Set exercise 1 – In the introduction on forecasting financial time series, what are the two categories that techniques for this problem are split into?
Set exercise 2 – Print the passage of the introduction on forecasting financial time series between "Modeling and forecasting" and "Networks [6, 16, 20].", inclusive.

Keywords

1 Introduction

Modeling and forecasting financial time series continue to be a very difficult task [6, 16,17,18, 21]. Techniques to address this problem can be split into two categories: analytical models and Machine Learning. On one hand, analytical techniques include statistical and stochastic models, such as Linear Regression (LR), Multiple Linear Regression (MLR), Autoregressive Integrated Moving Average (ARIMA), Generalized Autoregressive Conditional Heteroskedasticity (GARCH/N-GARCH), Brownian Motion (BM), Diffusion, Poisson and Levy Processes. On the other hand, Machine Learning Techniques (MLT) include Decisions Trees, Artificial Neural Networks (ANN), Fuzzy Systems, Kernel Methods, Support Vector Machines (SVM) and recently, Deep Neural Networks (DNN), an extension of Artificial Neural Networks [6, 16, 20].

We selected Deep Learning because MLT are good while dealing with non-linearities and complexities, such as those present in financial data, in addition to its capabilities to handle large amounts of data, such as those present on HFD. Moreover, we decided to use wavelets as a feature generator because the sequential behavior of HFD, there are many transactions at the same price and changes (price jumps), under normal market conditions should occur with not high variance. Moreover, Deep Learning has been successfully applied in many different fields including price forecasting, as a result, we think that this kind of representation can improve previous results achieved in [1].

The paper is organized as follows: Sect. 2 presents a theoretical overview of Time Series, ARIMA, Artificial Neural Networks, and Wavelets. Section 3 presents the proposed model to forecast one-minute pseudo-log-returns. Section 4 presents some baseline models which are used to compare performance against the proposed method. Section 5 presents final results and their analysis. Finally, Sect. 6 presents conclusions and recommendations for future research.

(Object pointing dataset rows)
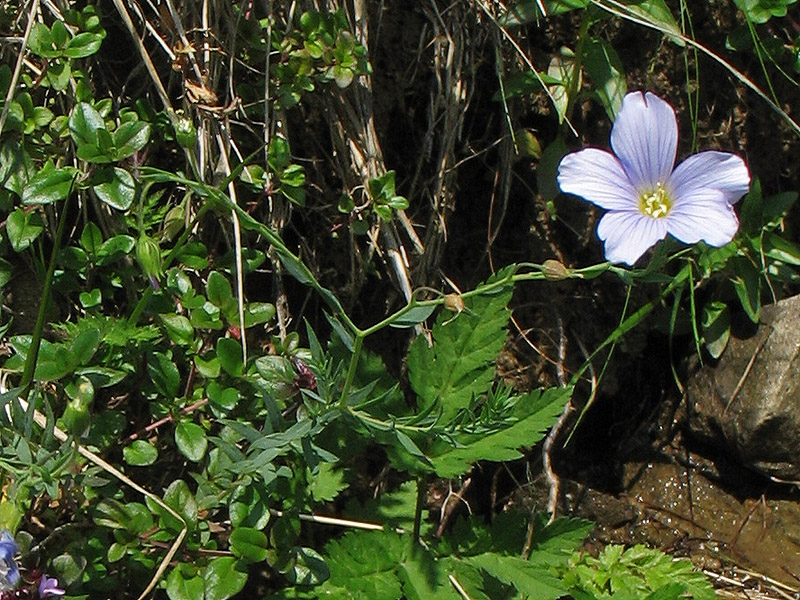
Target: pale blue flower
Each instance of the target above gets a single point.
(48, 586)
(646, 196)
(9, 573)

Task answer 1 – Analytical models and Machine Learning.

Task answer 2 –
Modeling and forecasting financial time series continue to be a very difficult task [6, 16,17,18, 21]. Techniques to address this problem can be split into two categories: analytical models and Machine Learning. On one hand, analytical techniques include statistical and stochastic models, such as Linear Regression (LR), Multiple Linear Regression (MLR), Autoregressive Integrated Moving Average (ARIMA), Generalized Autoregressive Conditional Heteroskedasticity (GARCH/N-GARCH), Brownian Motion (BM), Diffusion, Poisson and Levy Processes. On the other hand, Machine Learning Techniques (MLT) include Decisions Trees, Artificial Neural Networks (ANN), Fuzzy Systems, Kernel Methods, Support Vector Machines (SVM) and recently, Deep Neural Networks (DNN), an extension of Artificial Neural Networks [6, 16, 20].